__Your assignment__:
Repeat the data exactly. Pictures are not part of the copy.

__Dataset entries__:
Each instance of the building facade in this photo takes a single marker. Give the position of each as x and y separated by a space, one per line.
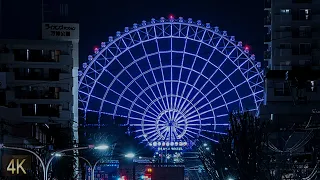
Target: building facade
36 92
292 94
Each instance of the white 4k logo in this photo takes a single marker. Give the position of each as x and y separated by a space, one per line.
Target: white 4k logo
16 166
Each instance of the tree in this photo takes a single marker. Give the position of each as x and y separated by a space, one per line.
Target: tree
239 154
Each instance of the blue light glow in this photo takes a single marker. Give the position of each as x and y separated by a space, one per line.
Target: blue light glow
175 80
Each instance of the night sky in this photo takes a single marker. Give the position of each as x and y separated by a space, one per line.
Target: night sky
101 18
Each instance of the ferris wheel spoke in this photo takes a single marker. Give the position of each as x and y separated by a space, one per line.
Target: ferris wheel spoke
181 69
188 132
130 77
192 67
147 57
231 89
215 132
171 71
170 106
224 78
160 60
214 73
230 103
120 106
209 138
145 129
122 94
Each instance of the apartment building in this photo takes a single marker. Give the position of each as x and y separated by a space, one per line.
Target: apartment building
292 94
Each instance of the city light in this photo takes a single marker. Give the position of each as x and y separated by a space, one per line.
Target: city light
101 147
57 154
129 155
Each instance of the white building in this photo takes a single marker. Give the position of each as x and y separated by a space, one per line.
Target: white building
37 81
39 78
293 47
292 92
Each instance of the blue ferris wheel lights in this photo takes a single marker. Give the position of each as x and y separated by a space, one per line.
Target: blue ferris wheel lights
174 80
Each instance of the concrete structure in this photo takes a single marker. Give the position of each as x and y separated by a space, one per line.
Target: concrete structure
292 98
37 90
38 81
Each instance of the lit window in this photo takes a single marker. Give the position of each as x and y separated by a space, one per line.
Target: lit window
285 11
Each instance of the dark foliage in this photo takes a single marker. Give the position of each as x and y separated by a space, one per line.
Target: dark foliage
62 168
239 154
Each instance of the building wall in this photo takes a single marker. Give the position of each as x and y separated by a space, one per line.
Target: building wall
39 81
292 40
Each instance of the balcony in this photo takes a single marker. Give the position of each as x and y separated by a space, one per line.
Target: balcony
37 95
267 55
267 21
267 5
40 110
267 38
25 55
302 34
36 74
6 57
302 1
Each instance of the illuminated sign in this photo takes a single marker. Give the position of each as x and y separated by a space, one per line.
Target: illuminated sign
60 31
16 165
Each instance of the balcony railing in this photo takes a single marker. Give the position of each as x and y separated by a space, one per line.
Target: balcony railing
267 21
37 76
37 95
267 4
301 1
301 34
267 55
267 38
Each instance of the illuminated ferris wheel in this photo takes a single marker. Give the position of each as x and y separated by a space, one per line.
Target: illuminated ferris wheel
175 80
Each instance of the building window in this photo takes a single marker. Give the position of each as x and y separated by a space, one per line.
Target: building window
285 46
285 28
285 11
305 14
305 48
281 90
304 31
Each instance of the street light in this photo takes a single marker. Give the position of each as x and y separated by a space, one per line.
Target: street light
2 146
45 167
59 153
130 155
102 147
80 157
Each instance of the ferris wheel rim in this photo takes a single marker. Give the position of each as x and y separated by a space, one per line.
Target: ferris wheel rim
218 34
156 38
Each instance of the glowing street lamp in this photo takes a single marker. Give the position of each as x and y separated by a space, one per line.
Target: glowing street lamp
101 147
130 155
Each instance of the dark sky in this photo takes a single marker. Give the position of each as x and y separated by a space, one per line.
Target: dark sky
101 18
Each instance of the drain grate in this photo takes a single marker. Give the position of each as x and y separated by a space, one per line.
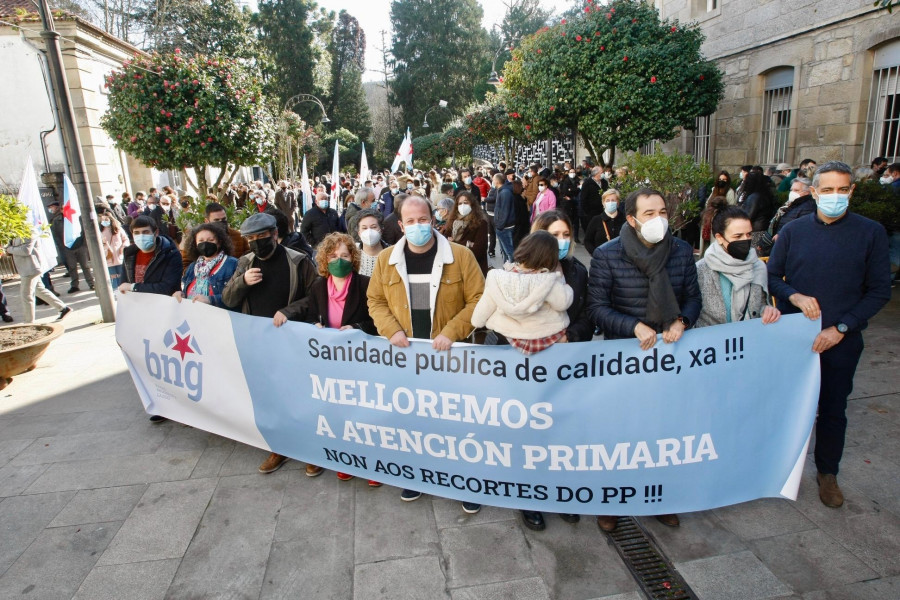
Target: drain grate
652 571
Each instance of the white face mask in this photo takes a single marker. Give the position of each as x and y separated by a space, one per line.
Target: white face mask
370 237
654 230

__Completed task__:
Each instance of the building facade in this photo takes a single marker. Give the position of each as x and y separated by a space, one per line.
Target: building facade
36 92
292 94
Each instance of the white 4k logo in this photo takes a single marker. Give the position of each as x and y separated by a space, one per line.
Target: white 4k logo
16 166
Each instance of the tree in this photo takes a single marker. Give the position of each as x and y separated by a space, one per line.
Target: tree
239 154
Each instance of the blue light glow in this photo takes a single marker. Give the position of each as x and y separated by a space, one per line.
Target: blue light glow
175 80
Each instance of the night sky in this photo takes a single marker. Give the position of each as x and y separated by a space, one per line.
Target: night sky
101 18
Each instance of the ferris wheel spoke in this photo takes a single marker. Give the position of each as x and y separated by a space, one per line.
Target: ferris wheel spoke
181 69
188 132
130 77
192 67
147 57
231 89
215 132
171 71
170 106
224 78
160 60
214 73
230 103
120 106
209 138
145 129
122 94
Each instance of the apartment building in this photo takes a single marker. Give the position of each as x and y separated by a space, one per line.
Target: apartment building
292 94
Each instance of the city light in this photo takes a single marker. Give the position of each as x and y separated by a space, one per line.
Target: city light
101 147
57 154
129 155
Each instance of the white building in this photo takes a single marker. Give the position of each as x and y separated by a space, one per line.
Target: white building
37 81
39 78
293 47
292 92
Each instance of the blue ferris wheel lights in this photo takes a single marker. Give the position of each as x and y separated by a space, one per line.
Target: blue ferris wheel lights
174 80
Each instance of the concrete structure in this photo takes a single marker. Give the position of each as x and y separated by a space, one per line.
Target: concrete structure
292 98
37 90
38 81
Each instance of the lit window in this photo takes a single marker. Give the position of each as x and y separated by a space, one per line.
Target: lit window
285 11
Each instance of the dark foliage in this photo takes a single marker. Give the position of each as x and y separated by a space, one per line.
Target: dark foliage
62 168
239 154
Each instance of the building wall in this photo takes a single marker. Give the position of each as x and y separated by a space, one per line.
Target: building wall
39 81
292 40
Each instance of the balcony in this photo takes a single marker. Give the position of each as x and y separated by a space, one per line.
Target: balcony
37 95
267 55
267 21
267 5
40 110
267 38
25 55
302 34
36 74
6 57
302 1
Each instance of the illuminated sign in this photo takes a single marker. Give the position of each as x and y separated by a space, one per line.
Target: illuminated sign
60 31
16 165
Each instance of the balcony railing in this photo takes a single marker. Give the position of each as x and y separated by a space, one per line.
Target: balcony railing
267 21
37 76
37 95
267 4
301 1
301 34
267 55
267 38
Each instance of the illuminated ferris wheel in this photo takes a single marker. Give the position of each as x and y separated by a space, one per line.
Target: illuminated ferris wheel
175 80
Each instance of the building window in this photo takes a single marker. Give the position of each as x and y separated by a space, one per line.
Target: building window
285 46
285 28
285 11
305 14
305 48
281 90
304 31
Each instance of the street light in this photo takes a single marker. Give the position of each as x and y separated by a space, one per line.
Target: street light
2 146
45 167
59 153
130 155
102 147
80 157
Each instance of the ferris wheel rim in this photo takes a single marker. Give the position of each as x and y separated by a space, one per line.
Target: ferris wheel rim
218 34
156 38
Each instance of the glowing street lamp in this photo takes a single marker. Give the position of each as x and y separated by a space, one per line.
Target: glowing street lamp
101 147
130 155
Each instance of the dark sky in this photo takes a single marker. Give the position of each as x and y separated by a space, one per line.
Target: dark sky
101 18
Each instance of the drain grate in this photo takes a single marker. Give the position of each as x and y separated by a space, one per line.
Target: drain grate
652 571
Each instance of the white face mask in this photo takes a single marker. Give the position of each as x and y separated by a space, one per line.
Target: white face mask
370 237
654 230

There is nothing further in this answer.